_Problem_
Copy the records from the line containing "of the large" through the end of the records, swapping "pavilion roof" for "gazebo roof" and leaving everything else as it is.

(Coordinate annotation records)
_ _ _ _ _ _ _
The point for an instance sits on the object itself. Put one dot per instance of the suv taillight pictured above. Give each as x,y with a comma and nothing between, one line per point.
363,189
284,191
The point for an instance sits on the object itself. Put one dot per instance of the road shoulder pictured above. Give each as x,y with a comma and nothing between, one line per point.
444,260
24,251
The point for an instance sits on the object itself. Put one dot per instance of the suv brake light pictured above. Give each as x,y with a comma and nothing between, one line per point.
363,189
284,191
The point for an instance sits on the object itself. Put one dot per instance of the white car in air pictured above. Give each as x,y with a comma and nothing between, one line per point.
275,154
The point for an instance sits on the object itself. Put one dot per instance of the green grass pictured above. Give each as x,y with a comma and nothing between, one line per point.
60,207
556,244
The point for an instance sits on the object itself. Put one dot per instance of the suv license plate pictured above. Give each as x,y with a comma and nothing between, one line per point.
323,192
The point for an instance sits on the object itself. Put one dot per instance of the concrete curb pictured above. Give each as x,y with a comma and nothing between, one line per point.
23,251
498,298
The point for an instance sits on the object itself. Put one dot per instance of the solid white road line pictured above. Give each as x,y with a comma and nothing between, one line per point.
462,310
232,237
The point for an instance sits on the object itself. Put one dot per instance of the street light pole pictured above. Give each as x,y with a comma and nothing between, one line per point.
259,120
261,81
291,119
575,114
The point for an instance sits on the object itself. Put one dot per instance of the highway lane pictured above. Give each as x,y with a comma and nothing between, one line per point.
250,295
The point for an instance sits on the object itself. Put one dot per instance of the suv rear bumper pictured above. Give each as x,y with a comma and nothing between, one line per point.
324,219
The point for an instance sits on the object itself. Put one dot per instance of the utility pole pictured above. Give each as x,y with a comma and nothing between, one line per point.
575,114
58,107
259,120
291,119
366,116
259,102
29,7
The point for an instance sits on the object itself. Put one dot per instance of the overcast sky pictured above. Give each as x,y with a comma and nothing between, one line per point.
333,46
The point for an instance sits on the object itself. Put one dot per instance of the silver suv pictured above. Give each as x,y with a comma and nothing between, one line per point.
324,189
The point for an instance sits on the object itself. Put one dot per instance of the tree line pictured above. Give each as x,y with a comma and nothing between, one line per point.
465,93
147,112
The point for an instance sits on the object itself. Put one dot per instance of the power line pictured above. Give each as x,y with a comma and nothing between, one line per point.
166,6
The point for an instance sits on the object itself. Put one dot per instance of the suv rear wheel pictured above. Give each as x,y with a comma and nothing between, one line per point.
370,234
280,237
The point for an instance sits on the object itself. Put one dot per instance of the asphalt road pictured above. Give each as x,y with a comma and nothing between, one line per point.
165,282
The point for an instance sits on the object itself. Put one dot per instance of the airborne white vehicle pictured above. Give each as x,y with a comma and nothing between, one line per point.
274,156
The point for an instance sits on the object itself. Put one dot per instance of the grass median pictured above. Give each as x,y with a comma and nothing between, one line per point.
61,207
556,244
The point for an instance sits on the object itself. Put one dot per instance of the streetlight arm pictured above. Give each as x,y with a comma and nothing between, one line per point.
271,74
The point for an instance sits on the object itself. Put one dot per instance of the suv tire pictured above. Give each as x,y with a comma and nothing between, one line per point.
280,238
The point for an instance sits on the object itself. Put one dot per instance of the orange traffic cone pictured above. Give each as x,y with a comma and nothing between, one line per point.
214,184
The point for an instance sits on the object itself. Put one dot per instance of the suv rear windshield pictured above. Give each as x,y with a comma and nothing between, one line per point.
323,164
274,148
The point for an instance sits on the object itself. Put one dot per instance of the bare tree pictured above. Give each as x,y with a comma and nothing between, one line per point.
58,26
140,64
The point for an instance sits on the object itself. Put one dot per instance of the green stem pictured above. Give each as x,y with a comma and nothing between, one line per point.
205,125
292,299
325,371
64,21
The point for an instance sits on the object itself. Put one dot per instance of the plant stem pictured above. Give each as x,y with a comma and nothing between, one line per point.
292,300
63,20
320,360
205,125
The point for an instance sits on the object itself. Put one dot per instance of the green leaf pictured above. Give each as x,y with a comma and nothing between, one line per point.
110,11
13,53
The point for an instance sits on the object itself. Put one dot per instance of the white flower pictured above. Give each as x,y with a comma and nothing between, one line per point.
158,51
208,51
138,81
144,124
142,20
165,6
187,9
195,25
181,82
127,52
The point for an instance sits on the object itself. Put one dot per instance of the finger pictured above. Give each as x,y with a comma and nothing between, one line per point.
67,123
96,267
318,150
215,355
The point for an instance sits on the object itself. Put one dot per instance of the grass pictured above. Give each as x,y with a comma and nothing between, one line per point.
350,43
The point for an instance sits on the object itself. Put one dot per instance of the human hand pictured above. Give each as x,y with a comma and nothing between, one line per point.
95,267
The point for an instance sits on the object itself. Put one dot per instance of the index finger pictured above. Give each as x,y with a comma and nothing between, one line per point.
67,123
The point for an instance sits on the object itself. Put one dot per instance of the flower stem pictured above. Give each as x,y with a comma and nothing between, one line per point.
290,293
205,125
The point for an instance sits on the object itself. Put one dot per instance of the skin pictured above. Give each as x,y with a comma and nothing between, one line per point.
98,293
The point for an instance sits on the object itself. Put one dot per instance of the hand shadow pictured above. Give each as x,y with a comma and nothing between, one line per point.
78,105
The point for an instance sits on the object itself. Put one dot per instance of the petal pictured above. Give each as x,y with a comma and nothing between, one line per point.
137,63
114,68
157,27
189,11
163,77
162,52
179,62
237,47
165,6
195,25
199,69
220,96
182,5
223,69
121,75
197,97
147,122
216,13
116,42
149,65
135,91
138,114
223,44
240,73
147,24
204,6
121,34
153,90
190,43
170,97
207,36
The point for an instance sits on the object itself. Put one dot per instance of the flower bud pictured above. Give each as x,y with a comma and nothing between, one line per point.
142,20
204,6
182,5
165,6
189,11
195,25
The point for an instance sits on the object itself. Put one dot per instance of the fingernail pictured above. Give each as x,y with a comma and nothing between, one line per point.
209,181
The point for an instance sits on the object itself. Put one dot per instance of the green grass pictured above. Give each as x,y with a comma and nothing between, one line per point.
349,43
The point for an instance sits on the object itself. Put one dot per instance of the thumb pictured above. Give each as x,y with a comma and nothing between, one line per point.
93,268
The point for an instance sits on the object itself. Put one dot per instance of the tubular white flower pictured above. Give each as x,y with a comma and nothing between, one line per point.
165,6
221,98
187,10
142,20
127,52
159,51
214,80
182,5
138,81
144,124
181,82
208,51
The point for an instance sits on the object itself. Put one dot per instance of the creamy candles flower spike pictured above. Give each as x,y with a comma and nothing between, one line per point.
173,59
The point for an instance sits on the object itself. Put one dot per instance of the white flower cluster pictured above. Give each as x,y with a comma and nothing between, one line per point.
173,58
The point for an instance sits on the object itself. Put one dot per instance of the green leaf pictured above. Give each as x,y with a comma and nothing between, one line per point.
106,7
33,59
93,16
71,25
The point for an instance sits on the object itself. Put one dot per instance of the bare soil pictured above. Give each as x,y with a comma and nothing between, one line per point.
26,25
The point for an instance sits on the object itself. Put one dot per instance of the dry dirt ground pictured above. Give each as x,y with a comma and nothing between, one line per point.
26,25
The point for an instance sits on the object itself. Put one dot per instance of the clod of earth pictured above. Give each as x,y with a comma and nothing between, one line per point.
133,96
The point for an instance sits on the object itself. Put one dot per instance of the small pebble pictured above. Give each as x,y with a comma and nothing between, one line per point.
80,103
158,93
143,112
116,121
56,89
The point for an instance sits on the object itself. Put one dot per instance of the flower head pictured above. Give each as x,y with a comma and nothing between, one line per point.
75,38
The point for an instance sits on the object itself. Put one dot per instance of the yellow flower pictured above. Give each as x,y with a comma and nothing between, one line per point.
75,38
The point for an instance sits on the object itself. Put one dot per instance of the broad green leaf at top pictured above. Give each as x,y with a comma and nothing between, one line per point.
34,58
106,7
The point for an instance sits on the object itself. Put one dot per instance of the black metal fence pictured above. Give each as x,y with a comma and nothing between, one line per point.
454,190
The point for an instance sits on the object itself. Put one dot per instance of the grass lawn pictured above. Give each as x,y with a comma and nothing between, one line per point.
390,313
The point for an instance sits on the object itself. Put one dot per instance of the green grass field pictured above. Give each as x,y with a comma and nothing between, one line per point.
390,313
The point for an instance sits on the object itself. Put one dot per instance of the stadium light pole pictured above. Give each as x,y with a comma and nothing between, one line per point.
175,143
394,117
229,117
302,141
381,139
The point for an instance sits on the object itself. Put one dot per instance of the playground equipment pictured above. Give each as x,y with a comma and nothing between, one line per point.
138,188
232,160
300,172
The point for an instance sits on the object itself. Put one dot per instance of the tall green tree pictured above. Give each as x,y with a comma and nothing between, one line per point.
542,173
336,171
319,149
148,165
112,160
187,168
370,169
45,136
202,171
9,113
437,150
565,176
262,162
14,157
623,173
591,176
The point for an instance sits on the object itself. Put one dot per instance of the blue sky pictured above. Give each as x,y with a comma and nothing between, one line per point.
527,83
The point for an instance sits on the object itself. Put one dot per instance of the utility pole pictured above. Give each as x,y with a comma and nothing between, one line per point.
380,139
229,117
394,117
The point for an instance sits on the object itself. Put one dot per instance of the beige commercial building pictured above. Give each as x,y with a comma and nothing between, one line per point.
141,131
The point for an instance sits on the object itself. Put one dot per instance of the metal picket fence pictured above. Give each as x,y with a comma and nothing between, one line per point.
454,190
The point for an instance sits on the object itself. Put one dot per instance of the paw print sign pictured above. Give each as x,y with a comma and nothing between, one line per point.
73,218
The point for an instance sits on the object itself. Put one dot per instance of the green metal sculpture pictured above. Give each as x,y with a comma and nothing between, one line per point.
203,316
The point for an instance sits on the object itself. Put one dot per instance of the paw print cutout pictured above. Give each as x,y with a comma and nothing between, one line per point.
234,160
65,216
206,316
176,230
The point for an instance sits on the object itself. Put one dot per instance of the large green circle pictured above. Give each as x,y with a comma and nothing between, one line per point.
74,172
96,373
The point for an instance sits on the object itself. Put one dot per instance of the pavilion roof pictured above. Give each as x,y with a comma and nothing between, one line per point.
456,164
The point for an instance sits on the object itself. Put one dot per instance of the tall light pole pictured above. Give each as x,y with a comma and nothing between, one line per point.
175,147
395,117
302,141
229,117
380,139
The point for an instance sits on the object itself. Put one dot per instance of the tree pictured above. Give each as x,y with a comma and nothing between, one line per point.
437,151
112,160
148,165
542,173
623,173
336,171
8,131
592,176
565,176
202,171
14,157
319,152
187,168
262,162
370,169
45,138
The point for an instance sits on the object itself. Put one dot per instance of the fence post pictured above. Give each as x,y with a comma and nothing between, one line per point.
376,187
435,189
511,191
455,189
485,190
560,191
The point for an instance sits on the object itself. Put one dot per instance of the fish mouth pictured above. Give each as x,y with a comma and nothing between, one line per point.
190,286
_ _ _ _ _ _ _
_Answer to this task_
The point for an instance sits on the object itself. Put one dot per instance of the large green circle pictured above. Give each as x,y with a comma and nothing between, one line per point.
74,172
96,373
The point for an instance sits on the object itself. Put one dot per instance of the gazebo roof pictured above. Give each as x,y with a comma and nothing between, one line per point.
456,164
The point for an instance sits on the object itself. Put one dot per instance of the tall light pole pictured above. Give each as x,y with a comma and nothing between, one line per point.
175,147
395,117
302,141
229,117
380,139
The point for an instance sits on the object itself. Put one dot per instance of the tree pictured above. Give each as x,y with a comma and nothing between, one line per point.
437,151
112,160
148,165
542,173
623,173
336,171
8,131
592,176
565,176
202,171
14,157
319,152
187,168
262,162
370,169
45,138
The point for an instance sits on the object itself. Put one dot per instance of the fence post pictured above. Give each as x,y with a comma and nothing between, one line per point.
376,187
435,189
511,191
455,189
485,190
560,191
The point for an instance sits on the object itself. Put one dot per instance of the fish mouth pictured above. Give each as x,y with a comma and nothing between, one line per point.
190,286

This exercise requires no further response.